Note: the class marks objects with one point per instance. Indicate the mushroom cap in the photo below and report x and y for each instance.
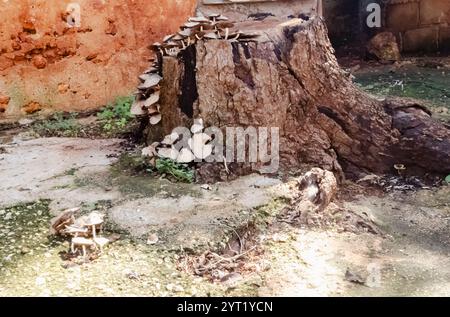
(168, 37)
(221, 18)
(211, 36)
(199, 19)
(170, 153)
(190, 24)
(185, 156)
(82, 241)
(154, 98)
(155, 119)
(152, 81)
(224, 24)
(185, 33)
(179, 37)
(136, 108)
(75, 229)
(170, 44)
(101, 241)
(94, 218)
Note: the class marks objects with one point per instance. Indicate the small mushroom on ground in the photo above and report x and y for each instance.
(185, 156)
(400, 168)
(211, 36)
(136, 108)
(197, 126)
(199, 146)
(170, 153)
(155, 119)
(153, 110)
(76, 231)
(152, 81)
(170, 139)
(81, 242)
(168, 37)
(199, 19)
(101, 242)
(93, 221)
(154, 98)
(150, 150)
(59, 223)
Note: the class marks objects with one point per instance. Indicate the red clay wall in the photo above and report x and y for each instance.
(44, 64)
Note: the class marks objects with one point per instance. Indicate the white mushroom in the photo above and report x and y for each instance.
(154, 98)
(136, 108)
(197, 126)
(170, 139)
(101, 242)
(198, 145)
(185, 156)
(82, 242)
(152, 81)
(155, 119)
(153, 110)
(170, 153)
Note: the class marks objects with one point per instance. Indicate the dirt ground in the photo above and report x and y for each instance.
(41, 177)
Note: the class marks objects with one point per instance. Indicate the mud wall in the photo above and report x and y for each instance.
(240, 11)
(421, 25)
(53, 59)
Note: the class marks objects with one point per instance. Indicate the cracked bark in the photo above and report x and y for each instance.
(290, 79)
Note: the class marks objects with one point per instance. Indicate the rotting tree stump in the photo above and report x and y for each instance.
(289, 78)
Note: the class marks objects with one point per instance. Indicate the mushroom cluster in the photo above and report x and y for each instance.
(210, 27)
(83, 230)
(198, 146)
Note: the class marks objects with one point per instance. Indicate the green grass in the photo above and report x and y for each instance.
(181, 172)
(115, 117)
(60, 125)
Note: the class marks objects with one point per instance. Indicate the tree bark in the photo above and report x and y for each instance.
(289, 78)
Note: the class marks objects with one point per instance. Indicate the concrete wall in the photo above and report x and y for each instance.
(47, 65)
(241, 11)
(421, 25)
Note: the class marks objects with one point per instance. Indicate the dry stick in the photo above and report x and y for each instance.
(222, 259)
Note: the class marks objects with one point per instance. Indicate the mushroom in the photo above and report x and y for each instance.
(154, 98)
(211, 36)
(200, 19)
(136, 108)
(94, 220)
(197, 126)
(185, 156)
(400, 168)
(152, 81)
(101, 242)
(170, 139)
(153, 109)
(83, 242)
(221, 18)
(199, 147)
(170, 153)
(167, 38)
(150, 150)
(76, 231)
(155, 119)
(190, 25)
(151, 70)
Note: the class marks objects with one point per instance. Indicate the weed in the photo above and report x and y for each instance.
(59, 125)
(181, 172)
(115, 117)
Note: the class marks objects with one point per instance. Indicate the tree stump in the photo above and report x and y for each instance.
(289, 78)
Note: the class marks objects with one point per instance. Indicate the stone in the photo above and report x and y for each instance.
(4, 101)
(39, 61)
(384, 47)
(421, 40)
(32, 107)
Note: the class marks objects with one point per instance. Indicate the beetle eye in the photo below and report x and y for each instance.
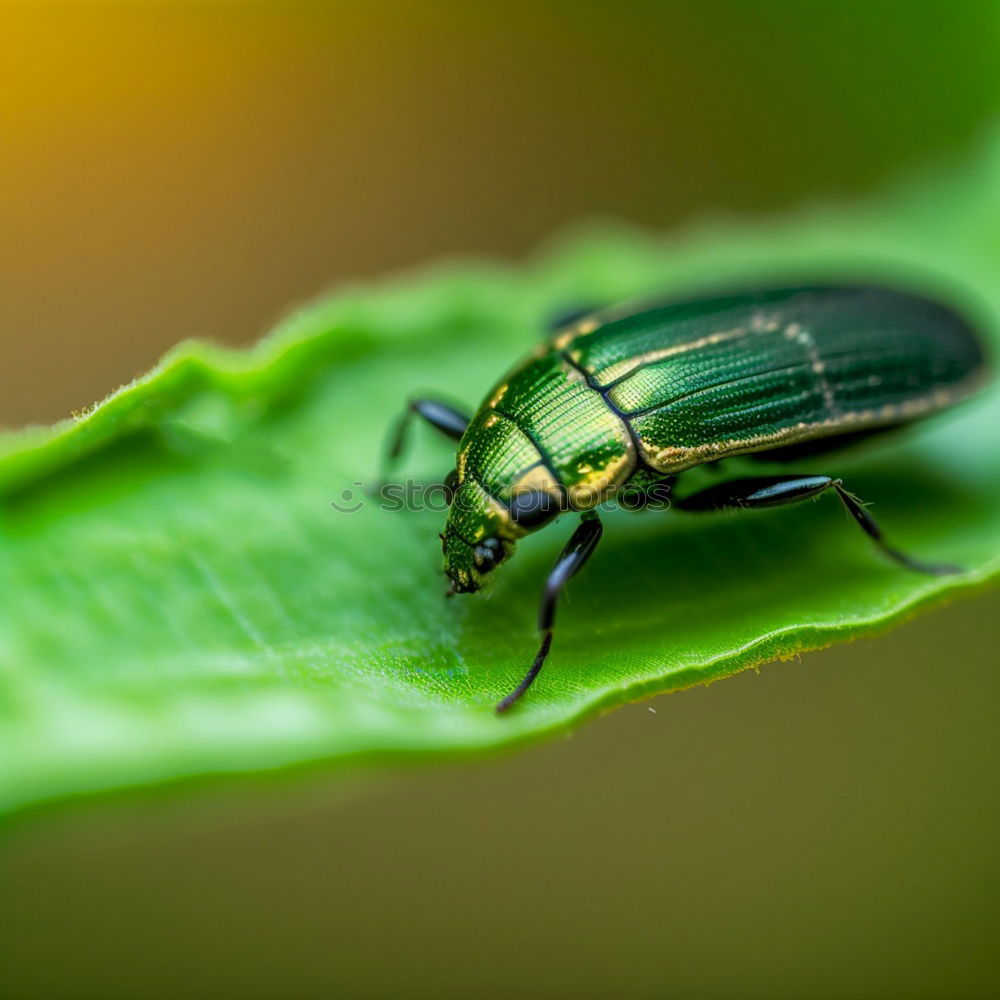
(487, 554)
(532, 508)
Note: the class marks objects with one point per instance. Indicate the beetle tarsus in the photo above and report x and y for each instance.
(540, 657)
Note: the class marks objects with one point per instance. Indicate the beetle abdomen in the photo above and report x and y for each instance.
(744, 373)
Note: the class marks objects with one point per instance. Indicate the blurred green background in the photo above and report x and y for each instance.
(186, 169)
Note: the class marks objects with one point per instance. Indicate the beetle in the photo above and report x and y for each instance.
(631, 397)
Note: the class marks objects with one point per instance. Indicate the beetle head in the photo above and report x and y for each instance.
(476, 539)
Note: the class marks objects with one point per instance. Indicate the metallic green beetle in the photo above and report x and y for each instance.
(632, 396)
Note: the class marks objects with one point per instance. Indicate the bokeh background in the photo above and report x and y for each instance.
(168, 170)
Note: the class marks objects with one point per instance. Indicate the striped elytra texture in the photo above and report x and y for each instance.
(650, 391)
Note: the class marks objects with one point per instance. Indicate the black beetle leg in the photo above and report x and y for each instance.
(442, 417)
(775, 491)
(573, 556)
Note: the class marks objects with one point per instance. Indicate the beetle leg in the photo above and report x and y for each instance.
(442, 417)
(573, 556)
(775, 491)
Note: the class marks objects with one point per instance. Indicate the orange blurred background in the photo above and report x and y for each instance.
(172, 170)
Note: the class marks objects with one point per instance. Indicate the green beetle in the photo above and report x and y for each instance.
(630, 397)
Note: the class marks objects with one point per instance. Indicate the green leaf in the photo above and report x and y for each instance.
(180, 598)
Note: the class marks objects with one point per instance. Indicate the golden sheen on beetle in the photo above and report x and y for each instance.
(632, 396)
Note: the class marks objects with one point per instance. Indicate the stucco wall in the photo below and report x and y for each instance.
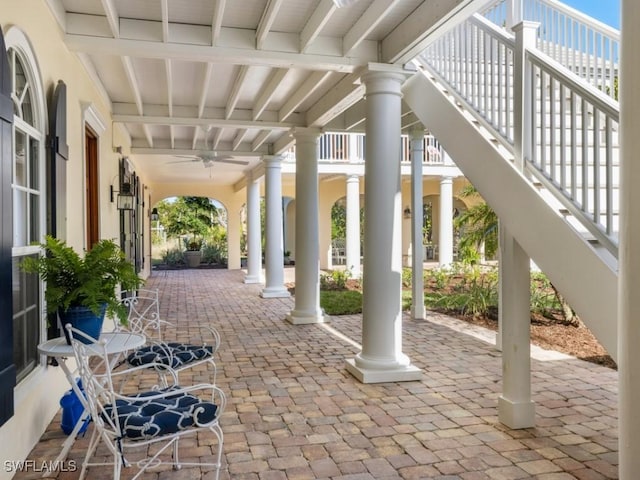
(36, 397)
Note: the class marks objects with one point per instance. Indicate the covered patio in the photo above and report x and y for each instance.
(294, 412)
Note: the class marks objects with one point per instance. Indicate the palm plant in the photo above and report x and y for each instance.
(478, 225)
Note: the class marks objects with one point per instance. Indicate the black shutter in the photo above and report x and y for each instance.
(7, 368)
(57, 155)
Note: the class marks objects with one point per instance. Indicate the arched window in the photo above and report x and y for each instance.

Work to be completed: All preceding records should be duplicated verbatim, images excepted.

Response below:
Note: the class marks objects with one point per instance. Indicate the mushroom cap in the photo below and report x and y for each instance.
(168, 37)
(221, 18)
(211, 36)
(199, 19)
(170, 153)
(190, 24)
(185, 156)
(82, 241)
(154, 98)
(155, 119)
(152, 81)
(224, 24)
(185, 33)
(179, 37)
(136, 108)
(75, 229)
(170, 44)
(101, 241)
(94, 218)
Note: the class marks objects with one point per instance. Indicate the small mushroom on ground in the photo above and report x and y for each instance.
(185, 156)
(400, 168)
(211, 36)
(136, 108)
(197, 126)
(199, 146)
(170, 153)
(155, 119)
(153, 110)
(76, 231)
(152, 81)
(170, 139)
(81, 242)
(168, 37)
(199, 19)
(101, 242)
(93, 221)
(154, 98)
(150, 150)
(59, 223)
Note: the class marks objects with one point per instance. Indicate the red clay wall in the photo above and report x and y for each instance.
(44, 64)
Note: the class marks objects with one point per instance. Indicate the white mushroom in the photo above and report x and y for each instance.
(154, 98)
(136, 108)
(197, 126)
(170, 139)
(101, 242)
(198, 145)
(185, 156)
(82, 242)
(152, 81)
(155, 119)
(153, 110)
(170, 153)
Note: the class marks objects with one point per instance. Indicate the dirt ground in the photo above and report x and y for each instance.
(41, 177)
Note: the class marks objects with one point per instance. Indicate the mud wall in the photo above and report x and y for each instance.
(240, 11)
(421, 25)
(53, 59)
Note: the class marks objects with one point per instance. Indicate the cracked bark in the photo above and report x and y for each instance.
(290, 79)
Note: the class marks objects with one point per instance. Indicate the rotting tree stump in the photo above and report x and y for each instance.
(289, 78)
Note: the class marks objects with one point per instance. Indicate the mushroom cluster in the photo above and report x and y for each instance.
(210, 27)
(83, 230)
(198, 146)
Note: the class marks objects with one point per instance. Indicate the green grass in the photo above and report x and y for each instance.
(181, 172)
(115, 117)
(60, 125)
Note: the class marks objects with one point per instance. Indicate the tree bark in the photo above and report x and y for each instance.
(289, 78)
Note: the class marks objects with one point per instance. Indicate the concrete wall in the photo above and report x and y for each instance.
(47, 65)
(241, 11)
(421, 25)
Note: the class marks objects with one point per instance. Indicate the dry stick in the photo above and report x and y for each instance.
(222, 259)
Note: the class marks objects with one point per instance. Indicate the mushroom in the photo above and report x and y for each instance.
(154, 98)
(211, 36)
(200, 19)
(136, 108)
(94, 220)
(197, 126)
(185, 156)
(400, 168)
(152, 81)
(101, 242)
(170, 139)
(153, 109)
(83, 242)
(221, 18)
(199, 147)
(170, 153)
(167, 38)
(150, 150)
(76, 231)
(155, 119)
(190, 25)
(151, 70)
Note: the class marks objects with one point per instance. Indicate the weed in the photo above and report x and y for each instance.
(59, 125)
(181, 172)
(115, 117)
Note: the class marks objects with one point per instance. Indicate the tree stump in the photo above and report x and y for each instance.
(289, 78)
Note: the class marks objects with one point per instance. Indicate the stone in the photo above and report x and y for each instance.
(4, 101)
(39, 61)
(384, 47)
(421, 40)
(32, 107)
Note: the class marks objects with one point per instance. Indicate the beetle eye in the photo below and report x and y for each instance.
(487, 554)
(532, 508)
Note: the class marks objects with one point per instance. Indicate the beetle tarsus in the photo above and report x and y for each instance.
(540, 657)
Note: the class marks objects with one point per instance. Indicate the beetle abdomen in the photo above and report x and y for each instance.
(744, 373)
Note: the class marks objects with one point per instance. Indicate the blurred green background in the photo above and report x and y for each instance.
(186, 169)
Note: the class marks objects with one point per instance. Indicate the beetle in the photo above and report x and y for each instance.
(631, 397)
Note: the class marks objects with one point per instance. Indicate the beetle head in the photo above and report x and y for each instance.
(476, 539)
Note: the class marks objects with one point per instance. Indicate the metallic green beetle in the photo above and report x and y for each instance.
(632, 396)
Note: the class marks objects with one point per instance. Indicate the bokeh background in the photo above and report x and y for each instance.
(168, 170)
Note: the class marks objects with one point per instance. Indicate the striped elytra texture in the photo above and report x and y for each instance.
(650, 391)
Note: the class marks objects with one point per instance. Indicate the black beetle leg in the photo above and report x and y for each instance.
(442, 417)
(775, 491)
(573, 556)
Note: the class marks objects with one point per instance. Indicate the beetle leg in the photo above and report x and y for each instance.
(442, 417)
(573, 556)
(775, 491)
Note: the class marks objects with one point per instance. Indicate the orange blurred background in the photo above and report x and y for each instance.
(172, 170)
Note: the class marks objects with one point per instance. Indicate the green beetle in the photo above and report x and y for each instance.
(630, 397)
Note: the class marks objects with one point per instance. Indicate the green leaf in the photo above and report x and y for each instance.
(180, 598)
Note: the class marks objects with one point per instance. Indicate the golden sheen on beetle in the photo above and report x and y for each instance.
(632, 396)
Note: the class marks objects with one point per instance. Indicate the stucco wall in the photo below and report x and y for each instance.
(36, 397)
Note: the class marks objects with one point per instance. Indicate the covered patio in the photo above and report x and y for each instance.
(294, 412)
Note: the class marks objects with one point per instance. Indicate the palm plant in the photo above and report x and y for each instance.
(478, 225)
Note: the class marks objects with one point per instance. Indicate the black shutter in the photo above and report x and y for each instance.
(7, 368)
(57, 155)
Note: the class marks objects with one point per instance. Indicate the arched window in the photo above and report x and y for each instance.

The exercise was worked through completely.